課題文:
********

中目城の歴史を語ったところで、次に城館としての構造を見ていこうと思う。中目城の規模については『風土記御用書出』に「竪 四拾五間 横 二拾五間」とあり、縦(南北)81.8m、横(東西)45.4mの換算となる。

『風土記御用書出』では横(東西)よりも縦(南北)に長いサイズに記録されているが、Google Mapの衛星写真では、東西方向に長い長方形に見える。城館跡の東側に若干盛り上がった部分があり、この大きさが『風土記御用書出』に記録されたサイズとほぼ一致するため、ここが中目城の主郭部だったのだろう。

衛星写真に『風土記御用書出』記載のサイズを当てはめてみた。
実際に周囲から盛り上がっている丘の規模は東西120m近くになる。

一方、1975年の衛星写真では、城館の輪郭らしきものが現代のそれと比べて若干大きく見える。

国土地理院航空地図より。1975年撮影。
上掲のGoogle Map衛星写真とほぼ同じ縮尺で切り出した。

周囲は標高約12mの水田地帯で、城館一帯は17~18m、比高約5m程度の丘となっている。段彩陰影図で地形の高低差をクリアに表示してみると、この一帯だけ綺麗に浮き上がっている。中目城の西側にある高台は萬年寺で、あるいはここも城郭施設として利用があった可能性もあるのではないか。


前述したとおり、ここは鳴瀬川と多田川の合流地点であり、治水の進んでいなかった中世には河川の氾濫も頻繁に起こったであろうから、季節によっては周囲に水を引き込んで水城のような防御戦術がとれたかもしれない。

********

提示資料:
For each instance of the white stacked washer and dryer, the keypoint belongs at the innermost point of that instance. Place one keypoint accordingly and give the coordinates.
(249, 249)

********

練習問題:
1 > 中目城の文章の「一方、1975年の衛星写真で」から「御戦術がとれたかもしれない。」までの全部を、「水田地帯」を「農地」に置き換えて書き直してください。
2 > 中目城の文章によると、城館のまわりの水田地帯の標高はおよそ何mですか。

解答:
1 >
一方、1975年の衛星写真では、城館の輪郭らしきものが現代のそれと比べて若干大きく見える。

国土地理院航空地図より。1975年撮影。
上掲のGoogle Map衛星写真とほぼ同じ縮尺で切り出した。

周囲は標高約12mの農地で、城館一帯は17~18m、比高約5m程度の丘となっている。段彩陰影図で地形の高低差をクリアに表示してみると、この一帯だけ綺麗に浮き上がっている。中目城の西側にある高台は萬年寺で、あるいはここも城郭施設として利用があった可能性もあるのではないか。


前述したとおり、ここは鳴瀬川と多田川の合流地点であり、治水の進んでいなかった中世には河川の氾濫も頻繁に起こったであろうから、季節によっては周囲に水を引き込んで水城のような防御戦術がとれたかもしれない。

2 > 約12mです。